**WORK TO BE COMPLETED:** Convert the lines below, from the first one through the line that contains "point(764, 547)", into a JSON list of strings with one string per line, omitting blank lines.

**MATERIAL SUPPLIED:**
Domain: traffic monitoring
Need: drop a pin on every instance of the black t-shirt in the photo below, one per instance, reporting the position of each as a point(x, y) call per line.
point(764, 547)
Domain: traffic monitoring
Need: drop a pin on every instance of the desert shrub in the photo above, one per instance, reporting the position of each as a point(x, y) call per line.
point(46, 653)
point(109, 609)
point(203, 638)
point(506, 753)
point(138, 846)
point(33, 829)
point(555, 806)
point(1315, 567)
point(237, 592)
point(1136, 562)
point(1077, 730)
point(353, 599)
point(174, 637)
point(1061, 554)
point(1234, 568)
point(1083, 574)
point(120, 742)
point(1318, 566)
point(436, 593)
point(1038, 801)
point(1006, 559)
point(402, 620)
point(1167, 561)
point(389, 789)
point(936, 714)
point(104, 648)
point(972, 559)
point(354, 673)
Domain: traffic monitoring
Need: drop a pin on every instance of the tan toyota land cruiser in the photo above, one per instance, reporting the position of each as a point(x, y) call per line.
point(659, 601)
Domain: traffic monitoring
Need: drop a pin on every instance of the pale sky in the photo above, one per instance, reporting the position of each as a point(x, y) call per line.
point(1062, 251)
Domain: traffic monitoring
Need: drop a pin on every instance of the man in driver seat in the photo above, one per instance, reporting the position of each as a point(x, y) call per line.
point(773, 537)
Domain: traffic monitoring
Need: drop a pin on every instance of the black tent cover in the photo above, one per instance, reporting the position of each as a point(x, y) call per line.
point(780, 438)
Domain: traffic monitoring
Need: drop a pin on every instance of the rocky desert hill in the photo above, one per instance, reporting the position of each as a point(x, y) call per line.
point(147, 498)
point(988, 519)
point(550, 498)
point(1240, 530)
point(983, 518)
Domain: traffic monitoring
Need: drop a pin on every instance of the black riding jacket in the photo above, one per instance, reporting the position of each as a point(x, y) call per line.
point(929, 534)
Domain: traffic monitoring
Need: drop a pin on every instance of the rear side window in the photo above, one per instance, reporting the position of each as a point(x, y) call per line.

**COMPLETED EXERCISE:**
[
  "Domain: traffic monitoring",
  "Need: drop a pin on every instance of the black t-shirt in the photo below, one per instance, reporting the position of each as a point(x, y) call per line.",
  "point(764, 547)"
]